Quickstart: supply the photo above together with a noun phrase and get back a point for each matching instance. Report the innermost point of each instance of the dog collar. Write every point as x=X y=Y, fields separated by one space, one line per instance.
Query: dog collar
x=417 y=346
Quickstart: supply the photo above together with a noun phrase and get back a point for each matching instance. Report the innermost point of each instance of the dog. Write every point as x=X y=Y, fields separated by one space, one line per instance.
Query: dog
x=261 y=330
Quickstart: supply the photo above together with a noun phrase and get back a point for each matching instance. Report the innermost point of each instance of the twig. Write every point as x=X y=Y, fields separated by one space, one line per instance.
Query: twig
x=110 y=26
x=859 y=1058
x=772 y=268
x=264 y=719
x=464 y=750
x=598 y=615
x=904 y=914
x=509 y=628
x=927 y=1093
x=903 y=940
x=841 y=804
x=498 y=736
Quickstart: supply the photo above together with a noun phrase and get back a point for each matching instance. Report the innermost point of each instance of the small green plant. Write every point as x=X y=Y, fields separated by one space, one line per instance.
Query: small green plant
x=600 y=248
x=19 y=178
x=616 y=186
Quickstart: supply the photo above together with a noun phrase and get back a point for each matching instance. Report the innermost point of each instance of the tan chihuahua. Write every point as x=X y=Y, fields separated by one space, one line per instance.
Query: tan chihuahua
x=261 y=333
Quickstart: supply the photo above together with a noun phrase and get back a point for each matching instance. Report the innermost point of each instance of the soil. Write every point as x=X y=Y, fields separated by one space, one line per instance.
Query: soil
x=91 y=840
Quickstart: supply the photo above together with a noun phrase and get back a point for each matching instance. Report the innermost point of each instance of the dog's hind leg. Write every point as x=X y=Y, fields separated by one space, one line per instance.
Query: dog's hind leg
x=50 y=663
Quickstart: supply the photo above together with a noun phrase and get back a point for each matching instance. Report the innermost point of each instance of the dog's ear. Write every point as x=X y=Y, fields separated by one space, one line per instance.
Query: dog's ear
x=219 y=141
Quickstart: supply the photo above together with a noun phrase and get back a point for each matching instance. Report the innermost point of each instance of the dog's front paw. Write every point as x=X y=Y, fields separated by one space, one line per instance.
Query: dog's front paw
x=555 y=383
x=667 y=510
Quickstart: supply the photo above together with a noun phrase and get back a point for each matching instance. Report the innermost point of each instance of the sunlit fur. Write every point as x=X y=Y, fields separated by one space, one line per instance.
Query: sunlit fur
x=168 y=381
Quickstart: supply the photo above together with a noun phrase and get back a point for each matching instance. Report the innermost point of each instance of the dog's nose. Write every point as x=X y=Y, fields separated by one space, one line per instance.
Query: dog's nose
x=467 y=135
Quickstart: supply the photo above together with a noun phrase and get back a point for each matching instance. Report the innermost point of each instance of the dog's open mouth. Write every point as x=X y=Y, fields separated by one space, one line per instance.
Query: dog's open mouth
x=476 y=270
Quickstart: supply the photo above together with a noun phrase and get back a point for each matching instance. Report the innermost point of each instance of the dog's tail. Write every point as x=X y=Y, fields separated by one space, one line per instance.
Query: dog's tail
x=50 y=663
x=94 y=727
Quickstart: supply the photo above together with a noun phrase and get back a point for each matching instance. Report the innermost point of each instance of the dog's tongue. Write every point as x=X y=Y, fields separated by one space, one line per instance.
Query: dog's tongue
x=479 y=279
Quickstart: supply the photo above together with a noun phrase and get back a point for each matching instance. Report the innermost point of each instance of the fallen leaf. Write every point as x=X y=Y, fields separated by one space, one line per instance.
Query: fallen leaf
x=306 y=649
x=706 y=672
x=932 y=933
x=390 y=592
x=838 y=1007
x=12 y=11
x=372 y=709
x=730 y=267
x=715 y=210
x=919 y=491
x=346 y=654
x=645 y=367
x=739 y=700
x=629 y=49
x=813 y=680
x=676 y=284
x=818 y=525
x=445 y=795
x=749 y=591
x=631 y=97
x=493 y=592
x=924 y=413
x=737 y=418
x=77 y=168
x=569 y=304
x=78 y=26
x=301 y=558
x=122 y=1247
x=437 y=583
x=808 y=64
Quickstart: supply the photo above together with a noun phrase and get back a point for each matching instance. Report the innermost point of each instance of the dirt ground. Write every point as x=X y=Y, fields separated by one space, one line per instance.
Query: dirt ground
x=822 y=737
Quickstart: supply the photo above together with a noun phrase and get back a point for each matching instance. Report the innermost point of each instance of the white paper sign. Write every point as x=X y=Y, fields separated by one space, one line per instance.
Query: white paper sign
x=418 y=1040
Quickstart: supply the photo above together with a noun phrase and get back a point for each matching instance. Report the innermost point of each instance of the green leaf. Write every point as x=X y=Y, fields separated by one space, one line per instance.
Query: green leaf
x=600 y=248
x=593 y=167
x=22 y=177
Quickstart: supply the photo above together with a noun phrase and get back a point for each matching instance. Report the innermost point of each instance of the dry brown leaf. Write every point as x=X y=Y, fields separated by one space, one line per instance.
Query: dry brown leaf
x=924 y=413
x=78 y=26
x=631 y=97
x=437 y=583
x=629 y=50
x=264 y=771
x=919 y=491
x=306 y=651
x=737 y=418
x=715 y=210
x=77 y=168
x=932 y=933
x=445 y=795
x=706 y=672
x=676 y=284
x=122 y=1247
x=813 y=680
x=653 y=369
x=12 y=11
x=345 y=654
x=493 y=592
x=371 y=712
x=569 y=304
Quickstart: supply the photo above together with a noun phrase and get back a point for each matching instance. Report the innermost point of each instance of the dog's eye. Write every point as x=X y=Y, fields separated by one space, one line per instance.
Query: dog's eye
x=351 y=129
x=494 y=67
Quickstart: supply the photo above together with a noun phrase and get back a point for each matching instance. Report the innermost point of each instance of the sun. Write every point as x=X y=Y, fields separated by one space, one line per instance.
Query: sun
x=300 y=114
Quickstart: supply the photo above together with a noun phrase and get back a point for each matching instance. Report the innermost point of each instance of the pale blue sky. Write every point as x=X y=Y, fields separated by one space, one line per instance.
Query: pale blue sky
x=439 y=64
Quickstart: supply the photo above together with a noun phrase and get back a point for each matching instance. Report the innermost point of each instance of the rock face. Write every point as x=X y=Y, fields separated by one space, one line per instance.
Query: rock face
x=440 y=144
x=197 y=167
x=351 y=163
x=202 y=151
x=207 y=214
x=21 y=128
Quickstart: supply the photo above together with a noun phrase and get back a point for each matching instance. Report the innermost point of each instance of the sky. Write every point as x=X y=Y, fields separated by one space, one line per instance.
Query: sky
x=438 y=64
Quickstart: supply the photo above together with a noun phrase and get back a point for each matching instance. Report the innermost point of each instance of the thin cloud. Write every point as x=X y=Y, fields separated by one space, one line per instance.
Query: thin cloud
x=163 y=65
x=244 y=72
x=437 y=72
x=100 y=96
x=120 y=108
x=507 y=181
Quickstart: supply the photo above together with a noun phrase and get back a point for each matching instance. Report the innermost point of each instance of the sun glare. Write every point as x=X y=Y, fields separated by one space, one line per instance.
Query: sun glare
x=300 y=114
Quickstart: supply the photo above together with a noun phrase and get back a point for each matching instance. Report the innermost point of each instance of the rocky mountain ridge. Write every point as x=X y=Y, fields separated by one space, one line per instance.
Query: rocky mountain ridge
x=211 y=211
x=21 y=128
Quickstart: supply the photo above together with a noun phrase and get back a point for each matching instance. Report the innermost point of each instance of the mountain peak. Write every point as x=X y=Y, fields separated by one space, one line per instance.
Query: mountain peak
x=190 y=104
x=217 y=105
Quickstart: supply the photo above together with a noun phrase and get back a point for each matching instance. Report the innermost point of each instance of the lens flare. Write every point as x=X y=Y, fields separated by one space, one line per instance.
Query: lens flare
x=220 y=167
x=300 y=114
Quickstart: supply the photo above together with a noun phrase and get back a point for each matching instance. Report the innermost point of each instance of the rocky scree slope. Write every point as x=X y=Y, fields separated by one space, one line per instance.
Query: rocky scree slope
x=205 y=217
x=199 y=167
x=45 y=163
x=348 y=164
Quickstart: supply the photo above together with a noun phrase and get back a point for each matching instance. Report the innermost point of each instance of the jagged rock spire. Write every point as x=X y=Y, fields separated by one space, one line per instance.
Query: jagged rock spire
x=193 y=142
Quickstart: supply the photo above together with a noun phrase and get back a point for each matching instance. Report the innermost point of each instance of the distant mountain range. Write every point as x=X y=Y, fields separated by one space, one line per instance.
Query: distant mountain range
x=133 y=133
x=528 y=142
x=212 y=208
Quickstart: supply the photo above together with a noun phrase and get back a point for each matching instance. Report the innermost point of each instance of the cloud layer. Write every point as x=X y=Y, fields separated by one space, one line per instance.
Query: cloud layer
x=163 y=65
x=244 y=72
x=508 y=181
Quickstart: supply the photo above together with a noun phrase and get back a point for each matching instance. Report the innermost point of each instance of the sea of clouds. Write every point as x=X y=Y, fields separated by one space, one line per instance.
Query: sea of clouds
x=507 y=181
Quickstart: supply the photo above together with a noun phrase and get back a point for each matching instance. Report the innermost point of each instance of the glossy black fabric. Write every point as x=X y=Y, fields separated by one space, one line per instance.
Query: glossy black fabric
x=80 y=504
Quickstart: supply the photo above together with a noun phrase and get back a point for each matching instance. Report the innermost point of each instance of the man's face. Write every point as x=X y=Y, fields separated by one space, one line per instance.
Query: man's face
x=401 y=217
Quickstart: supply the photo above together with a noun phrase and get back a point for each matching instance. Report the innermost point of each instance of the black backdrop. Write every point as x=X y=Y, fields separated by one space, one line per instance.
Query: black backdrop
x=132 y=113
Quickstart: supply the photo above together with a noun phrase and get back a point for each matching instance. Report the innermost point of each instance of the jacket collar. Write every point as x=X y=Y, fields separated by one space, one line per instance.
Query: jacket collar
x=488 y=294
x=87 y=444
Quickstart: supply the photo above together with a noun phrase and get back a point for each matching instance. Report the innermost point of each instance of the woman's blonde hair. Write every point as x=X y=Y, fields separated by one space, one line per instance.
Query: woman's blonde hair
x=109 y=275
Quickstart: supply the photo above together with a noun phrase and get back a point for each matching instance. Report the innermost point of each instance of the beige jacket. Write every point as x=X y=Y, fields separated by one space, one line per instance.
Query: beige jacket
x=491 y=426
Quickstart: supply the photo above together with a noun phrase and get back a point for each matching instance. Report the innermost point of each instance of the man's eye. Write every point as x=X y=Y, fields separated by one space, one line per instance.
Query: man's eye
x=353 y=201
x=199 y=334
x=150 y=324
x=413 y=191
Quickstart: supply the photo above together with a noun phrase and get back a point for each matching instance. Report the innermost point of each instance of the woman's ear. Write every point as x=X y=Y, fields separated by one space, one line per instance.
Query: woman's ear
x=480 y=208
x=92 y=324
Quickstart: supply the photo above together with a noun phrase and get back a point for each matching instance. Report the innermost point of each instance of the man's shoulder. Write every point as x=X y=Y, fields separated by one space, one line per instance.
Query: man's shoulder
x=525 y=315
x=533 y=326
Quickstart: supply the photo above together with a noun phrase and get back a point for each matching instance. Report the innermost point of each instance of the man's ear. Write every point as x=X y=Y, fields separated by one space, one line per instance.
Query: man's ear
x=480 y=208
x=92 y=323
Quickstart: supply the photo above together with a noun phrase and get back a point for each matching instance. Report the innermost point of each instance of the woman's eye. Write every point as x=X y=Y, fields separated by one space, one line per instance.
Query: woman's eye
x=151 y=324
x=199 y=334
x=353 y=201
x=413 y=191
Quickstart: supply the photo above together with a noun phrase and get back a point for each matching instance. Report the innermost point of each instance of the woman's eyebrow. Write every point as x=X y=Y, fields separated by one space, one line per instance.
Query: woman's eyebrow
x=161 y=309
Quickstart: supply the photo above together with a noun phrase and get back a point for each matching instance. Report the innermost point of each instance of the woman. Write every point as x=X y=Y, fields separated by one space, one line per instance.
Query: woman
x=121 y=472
──────────────────────────────
Task prompt =>
Recast the listing, starting at its first line and ending at the line containing "x=417 y=346", as a JSON list of strings with one string per line and blank lines left out.

Finished answer =>
[
  "Quickstart: supply the photo above together with a noun phrase and get back a point for each matching instance. Report the innermost point of each instance of the dog collar. Write every point as x=X y=Y, fields separated by one space, one line per instance.",
  "Query: dog collar",
  "x=417 y=346"
]